Your goal >>
The whole listing, repeated exactly, is what this task asks for.

Source records >>
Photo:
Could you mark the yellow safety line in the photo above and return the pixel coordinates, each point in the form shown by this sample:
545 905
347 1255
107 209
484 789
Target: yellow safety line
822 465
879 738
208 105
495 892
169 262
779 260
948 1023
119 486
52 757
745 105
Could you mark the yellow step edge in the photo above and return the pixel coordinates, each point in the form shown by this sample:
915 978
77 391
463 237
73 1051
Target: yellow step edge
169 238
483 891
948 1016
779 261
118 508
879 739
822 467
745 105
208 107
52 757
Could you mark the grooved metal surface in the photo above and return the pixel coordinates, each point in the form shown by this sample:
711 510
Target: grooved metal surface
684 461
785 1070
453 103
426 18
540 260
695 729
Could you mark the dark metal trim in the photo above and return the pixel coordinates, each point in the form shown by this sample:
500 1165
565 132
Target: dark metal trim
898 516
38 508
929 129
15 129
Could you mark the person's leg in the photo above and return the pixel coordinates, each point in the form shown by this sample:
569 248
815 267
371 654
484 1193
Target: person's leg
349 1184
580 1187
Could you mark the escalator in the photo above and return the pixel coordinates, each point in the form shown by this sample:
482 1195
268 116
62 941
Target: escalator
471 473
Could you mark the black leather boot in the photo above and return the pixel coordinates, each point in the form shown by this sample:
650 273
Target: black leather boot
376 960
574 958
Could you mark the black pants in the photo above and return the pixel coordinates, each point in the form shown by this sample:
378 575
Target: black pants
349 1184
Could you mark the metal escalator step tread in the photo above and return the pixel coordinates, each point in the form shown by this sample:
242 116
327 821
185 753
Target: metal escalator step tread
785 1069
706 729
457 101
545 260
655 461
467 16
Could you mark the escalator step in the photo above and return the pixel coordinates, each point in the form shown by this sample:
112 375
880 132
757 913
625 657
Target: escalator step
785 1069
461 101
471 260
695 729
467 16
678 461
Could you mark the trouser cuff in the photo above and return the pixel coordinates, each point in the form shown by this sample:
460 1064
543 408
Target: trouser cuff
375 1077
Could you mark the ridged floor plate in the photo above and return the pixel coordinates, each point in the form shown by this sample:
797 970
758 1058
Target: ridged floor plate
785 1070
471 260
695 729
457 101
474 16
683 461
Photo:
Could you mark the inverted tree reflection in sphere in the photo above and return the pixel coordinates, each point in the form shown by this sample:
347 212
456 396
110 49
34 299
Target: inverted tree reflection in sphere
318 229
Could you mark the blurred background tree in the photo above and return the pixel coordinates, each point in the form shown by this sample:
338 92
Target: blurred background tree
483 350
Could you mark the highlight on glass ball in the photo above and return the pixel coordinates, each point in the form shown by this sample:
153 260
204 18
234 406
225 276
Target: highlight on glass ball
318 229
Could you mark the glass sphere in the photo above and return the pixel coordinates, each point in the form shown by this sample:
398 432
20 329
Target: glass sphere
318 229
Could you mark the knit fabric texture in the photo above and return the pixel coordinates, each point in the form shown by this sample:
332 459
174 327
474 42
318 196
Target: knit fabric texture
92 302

Result for this exercise >>
Photo:
Could you mark the yellow safety line in the photo above and return the pixel coordinates, each point in the form shown by this sample:
545 905
347 1255
107 209
484 789
Target: yellow safety line
822 465
879 738
208 105
495 892
169 262
779 260
948 1023
119 486
52 757
745 105
Could you mark the yellow step edge in the photo above and return the pixel coordinates, each point in the form shown by this sample:
915 978
77 391
463 237
73 1051
Target: yellow step edge
169 238
483 891
948 1016
779 261
118 508
879 739
822 467
745 105
208 107
52 757
Could you mark the grooved metal surface in the photo above and return the pixel coordinates, each point in the form shown by this sample:
711 510
Target: grooved metal surface
684 461
785 1070
453 103
426 18
540 260
695 729
Could you mark the dark metal trim in the photo above and return the pixel coordinates, each point in the form shown by this sample:
500 1165
565 132
Target: dark metal trim
898 516
38 508
929 129
15 129
Could you mark the person's leg in the photo above and return the pixel coordinates, each point in the form shown by this sample:
569 248
815 267
371 654
484 1193
Target: person's leg
349 1184
580 1187
Could you mark the escalator in the photo above and return the pixel coordinates, each point in the form shown by this sample:
482 1195
268 116
62 941
Target: escalator
471 473
Could you mark the black leather boot in the photo above and return the pixel coordinates, each point in the form shown by this sample:
650 273
Target: black leather boot
376 960
574 958
Could you mark the black pants in the photo above and return the pixel coordinates, each point in the form shown by this sample:
378 575
Target: black pants
349 1184
Could you mark the metal escalator step tread in the photo above and return the pixel coordinates, each point in the form shown by this sample:
242 116
327 821
185 753
Target: metal escalator step tread
785 1069
706 729
457 101
545 260
655 461
467 16
Could you mark the escalator step in the photo above and return the pixel coordinates, each point in the form shown by this sample:
112 375
880 132
757 913
625 657
Target: escalator step
785 1069
461 101
471 260
695 729
467 16
678 461
Could you mark the trouser cuff in the photo above and return the pixel coordinates, each point in the form shown by this sample:
460 1064
543 408
Target: trouser cuff
375 1077
Could you mark the ridged floor plate in the photo above and return the pixel coordinates, each point in the form shown by this sample:
797 970
758 1058
Target: ridged floor plate
785 1070
471 260
695 729
457 101
474 16
683 461
Photo:
Could you mark the inverted tree reflection in sphere in the photo above and return the pixel coordinates, each point in the form shown by this sample:
347 212
456 396
110 49
34 299
Target: inverted tree reflection in sphere
318 229
Could you mark the blurred background tree in the photo above and return the pixel coordinates, each point in the form shown by this sample:
338 92
Target: blurred background tree
483 350
Could you mark the highlight on glass ball in the photo above and return the pixel coordinates, each point in the form shown by this sample:
153 260
204 18
234 406
225 276
Target: highlight on glass ball
318 229
Could you mark the glass sphere in the photo above and return the pixel coordinates, each point in the form shown by this sample:
398 432
20 329
Target: glass sphere
318 229
Could you mark the knit fabric texture in the photo above and return the pixel coordinates, each point in the form shown by this sample:
332 459
174 327
474 42
318 196
Target: knit fabric texture
92 302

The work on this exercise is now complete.